Optimizing Performance in CDH

This section provides solutions to some performance problems, and describes configuration best practices.

Disabling Transparent Hugepage Compaction

Most Linux platforms supported by CDH 5 include a feature called transparent hugepage compaction which interacts poorly with Hadoop workloads and can seriously degrade performance.

Symptom: top and other system monitoring tools show a large percentage of the CPU usage classified as "system CPU". If system CPU usage is 30% or more of the total CPU usage, your system may be experiencing this issue.

What to do:
  1. To see whether transparent hugepage compaction is enabled, run the following command and check the output:
    $ cat defrag_file_pathname
    • [always] never means that transparent hugepage compaction is enabled.
    • always [never] means that transparent hugepage compaction is disabled.
  2. To disable transparent hugepage compaction, add the following command to /etc/rc.local:
     echo never > defrag_file_pathname

You can also disable transparent hugepage compaction interactively (but remember this will not survive a reboot).
-=-=-=-=-
What this exercise asks:
**A.** Please reproduce the CDH performance guide word for word, starting with "Most Linux platforms" and going on through "experiencing this issue.".
**B.** Quote every full sentence in the CDH performance guide that contains the phrase "transparent hugepage compaction", leaving out headings.

[Saved items]
-=-=-=-=-
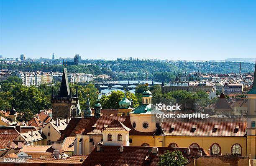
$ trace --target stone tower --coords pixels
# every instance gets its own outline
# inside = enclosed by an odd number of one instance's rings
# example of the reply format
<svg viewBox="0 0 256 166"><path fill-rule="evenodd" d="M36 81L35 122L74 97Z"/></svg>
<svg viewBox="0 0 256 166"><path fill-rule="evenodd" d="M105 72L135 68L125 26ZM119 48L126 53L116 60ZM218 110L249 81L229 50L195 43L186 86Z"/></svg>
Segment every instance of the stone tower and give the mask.
<svg viewBox="0 0 256 166"><path fill-rule="evenodd" d="M54 120L59 118L74 118L81 115L77 90L77 89L75 94L72 95L66 68L63 70L61 83L58 95L54 94L53 87L51 103Z"/></svg>
<svg viewBox="0 0 256 166"><path fill-rule="evenodd" d="M256 64L254 69L253 84L247 94L248 113L247 114L247 154L251 158L256 158Z"/></svg>

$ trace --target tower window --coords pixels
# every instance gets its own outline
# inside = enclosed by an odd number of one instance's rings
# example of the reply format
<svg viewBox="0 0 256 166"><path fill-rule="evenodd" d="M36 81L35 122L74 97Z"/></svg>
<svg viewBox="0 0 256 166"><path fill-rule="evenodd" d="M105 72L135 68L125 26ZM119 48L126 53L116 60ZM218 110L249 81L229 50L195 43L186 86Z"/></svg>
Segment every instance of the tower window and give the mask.
<svg viewBox="0 0 256 166"><path fill-rule="evenodd" d="M147 123L143 123L143 127L144 128L147 128L148 127L148 124Z"/></svg>
<svg viewBox="0 0 256 166"><path fill-rule="evenodd" d="M255 121L251 121L251 128L255 128Z"/></svg>
<svg viewBox="0 0 256 166"><path fill-rule="evenodd" d="M136 127L136 123L135 122L133 122L133 128L135 128L135 127Z"/></svg>
<svg viewBox="0 0 256 166"><path fill-rule="evenodd" d="M108 134L108 141L112 141L112 135L111 134Z"/></svg>
<svg viewBox="0 0 256 166"><path fill-rule="evenodd" d="M118 141L122 141L122 134L118 134Z"/></svg>

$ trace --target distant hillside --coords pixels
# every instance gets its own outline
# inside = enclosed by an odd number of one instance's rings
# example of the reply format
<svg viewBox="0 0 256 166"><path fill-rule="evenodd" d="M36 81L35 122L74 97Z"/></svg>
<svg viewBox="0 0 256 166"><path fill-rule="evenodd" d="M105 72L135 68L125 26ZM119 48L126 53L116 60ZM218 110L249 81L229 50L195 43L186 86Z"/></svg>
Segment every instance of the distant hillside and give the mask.
<svg viewBox="0 0 256 166"><path fill-rule="evenodd" d="M215 62L232 61L242 62L251 63L255 63L256 58L231 58L222 60L216 60Z"/></svg>

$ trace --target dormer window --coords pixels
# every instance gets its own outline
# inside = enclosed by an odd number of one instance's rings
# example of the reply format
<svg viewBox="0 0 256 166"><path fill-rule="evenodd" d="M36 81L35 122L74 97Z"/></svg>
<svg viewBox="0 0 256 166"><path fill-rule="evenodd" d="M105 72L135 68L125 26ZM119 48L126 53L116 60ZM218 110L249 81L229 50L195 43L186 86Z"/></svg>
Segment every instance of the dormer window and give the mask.
<svg viewBox="0 0 256 166"><path fill-rule="evenodd" d="M112 135L111 134L108 134L108 141L112 141Z"/></svg>

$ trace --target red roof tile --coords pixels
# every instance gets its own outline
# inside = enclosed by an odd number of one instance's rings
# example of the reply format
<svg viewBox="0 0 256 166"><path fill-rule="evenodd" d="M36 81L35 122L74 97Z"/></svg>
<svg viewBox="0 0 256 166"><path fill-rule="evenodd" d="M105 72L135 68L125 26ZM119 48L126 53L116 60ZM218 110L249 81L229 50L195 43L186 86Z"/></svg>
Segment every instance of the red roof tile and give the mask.
<svg viewBox="0 0 256 166"><path fill-rule="evenodd" d="M188 162L190 161L191 157L196 158L199 156L199 150L202 151L203 156L209 155L203 148L190 148L190 155L188 155L187 148L159 147L157 153L153 154L151 147L123 146L123 152L120 152L120 146L101 146L100 151L97 152L96 148L95 148L81 166L120 166L125 164L128 166L158 166L159 156L165 153L167 150L171 152L181 151ZM149 164L146 164L146 160L148 161Z"/></svg>
<svg viewBox="0 0 256 166"><path fill-rule="evenodd" d="M130 131L130 128L124 125L118 120L114 120L102 131Z"/></svg>

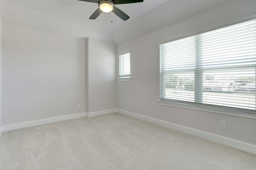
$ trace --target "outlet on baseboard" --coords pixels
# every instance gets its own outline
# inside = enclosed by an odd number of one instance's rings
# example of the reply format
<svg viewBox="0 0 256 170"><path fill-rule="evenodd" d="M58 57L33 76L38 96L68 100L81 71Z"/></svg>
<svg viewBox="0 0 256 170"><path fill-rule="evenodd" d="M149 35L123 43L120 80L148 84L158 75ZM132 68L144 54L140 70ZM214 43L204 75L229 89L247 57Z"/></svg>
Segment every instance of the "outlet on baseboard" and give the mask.
<svg viewBox="0 0 256 170"><path fill-rule="evenodd" d="M222 128L226 128L226 121L220 120L220 127L222 127Z"/></svg>

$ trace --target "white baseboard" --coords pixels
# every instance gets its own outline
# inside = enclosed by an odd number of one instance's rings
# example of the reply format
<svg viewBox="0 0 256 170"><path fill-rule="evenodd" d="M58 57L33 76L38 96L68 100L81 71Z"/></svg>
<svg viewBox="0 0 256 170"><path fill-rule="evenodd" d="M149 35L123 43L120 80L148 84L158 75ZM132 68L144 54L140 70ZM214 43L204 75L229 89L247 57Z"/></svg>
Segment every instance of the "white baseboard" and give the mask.
<svg viewBox="0 0 256 170"><path fill-rule="evenodd" d="M109 110L103 110L102 111L95 111L94 112L89 113L88 117L91 117L94 116L99 116L106 115L106 114L116 112L117 109L110 109Z"/></svg>
<svg viewBox="0 0 256 170"><path fill-rule="evenodd" d="M51 123L56 122L73 119L78 118L86 117L88 115L87 113L79 113L73 114L72 115L66 115L65 116L58 116L57 117L51 117L49 118L36 120L33 121L27 121L25 122L20 123L18 123L12 124L11 125L5 125L2 127L2 130L3 132L17 129L18 129L24 127L30 127L38 125L43 125L44 124L50 123Z"/></svg>
<svg viewBox="0 0 256 170"><path fill-rule="evenodd" d="M256 154L256 145L120 109L117 112Z"/></svg>

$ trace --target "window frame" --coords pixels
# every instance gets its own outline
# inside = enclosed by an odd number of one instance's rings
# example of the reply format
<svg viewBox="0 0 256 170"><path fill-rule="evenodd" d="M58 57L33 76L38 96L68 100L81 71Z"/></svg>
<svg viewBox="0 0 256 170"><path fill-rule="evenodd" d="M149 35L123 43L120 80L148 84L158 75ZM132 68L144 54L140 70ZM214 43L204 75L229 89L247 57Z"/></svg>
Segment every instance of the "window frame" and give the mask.
<svg viewBox="0 0 256 170"><path fill-rule="evenodd" d="M126 55L127 54L130 54L129 55L129 60L130 60L130 63L129 63L129 67L130 67L130 75L128 76L123 76L123 77L122 77L122 76L120 76L120 57L121 56L123 55ZM122 53L120 53L118 54L118 79L119 81L120 82L126 82L126 81L130 81L130 79L131 79L131 65L130 65L130 51L124 51Z"/></svg>
<svg viewBox="0 0 256 170"><path fill-rule="evenodd" d="M187 35L183 36L182 37L176 37L175 39L169 39L164 41L159 42L158 45L160 46L161 44L165 43L175 41L179 39L181 39L186 37L196 35L207 32L214 31L220 28L224 28L226 27L232 26L234 25L243 22L248 21L250 20L255 19L255 17L249 17L246 19L243 19L236 22L230 23L226 25L222 25L219 27L213 28L210 29L208 29L199 32L195 33L193 34L190 34ZM159 51L160 49L159 48ZM160 64L161 64L160 61ZM161 70L160 70L160 76L161 76ZM160 85L160 90L161 90L161 84ZM160 91L160 95L161 92ZM197 103L193 102L183 102L182 101L175 100L165 100L161 98L158 100L159 103L161 105L167 106L172 107L190 109L194 110L203 111L205 111L217 113L221 114L227 114L229 115L235 115L237 116L250 118L256 119L256 111L254 110L247 110L246 109L242 109L236 107L230 107L223 106L221 106L213 105L202 103Z"/></svg>

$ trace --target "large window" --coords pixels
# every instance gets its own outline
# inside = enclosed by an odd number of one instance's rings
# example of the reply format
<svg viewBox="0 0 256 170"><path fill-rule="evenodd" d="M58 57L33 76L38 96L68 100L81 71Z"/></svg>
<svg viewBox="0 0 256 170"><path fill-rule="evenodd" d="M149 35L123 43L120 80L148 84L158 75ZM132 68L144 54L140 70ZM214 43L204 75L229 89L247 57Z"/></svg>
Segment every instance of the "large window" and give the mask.
<svg viewBox="0 0 256 170"><path fill-rule="evenodd" d="M160 46L160 100L255 110L256 20Z"/></svg>
<svg viewBox="0 0 256 170"><path fill-rule="evenodd" d="M130 77L130 53L119 55L119 78Z"/></svg>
-=-=-=-=-
Numbered answers:
**A.**
Most Linux platforms supported by CDH 5 include a feature called transparent hugepage compaction which interacts poorly with Hadoop workloads and can seriously degrade performance.

Symptom: top and other system monitoring tools show a large percentage of the CPU usage classified as "system CPU". If system CPU usage is 30% or more of the total CPU usage, your system may be experiencing this issue.

**B.**
- Most Linux platforms supported by CDH 5 include a feature called transparent hugepage compaction which interacts poorly with Hadoop workloads and can seriously degrade performance.
- To see whether transparent hugepage compaction is enabled, run the following command and check the output:
- [always] never means that transparent hugepage compaction is enabled.
- always [never] means that transparent hugepage compaction is disabled.
- To disable transparent hugepage compaction, add the following command to /etc/rc.local:
- You can also disable transparent hugepage compaction interactively (but remember this will not survive a reboot).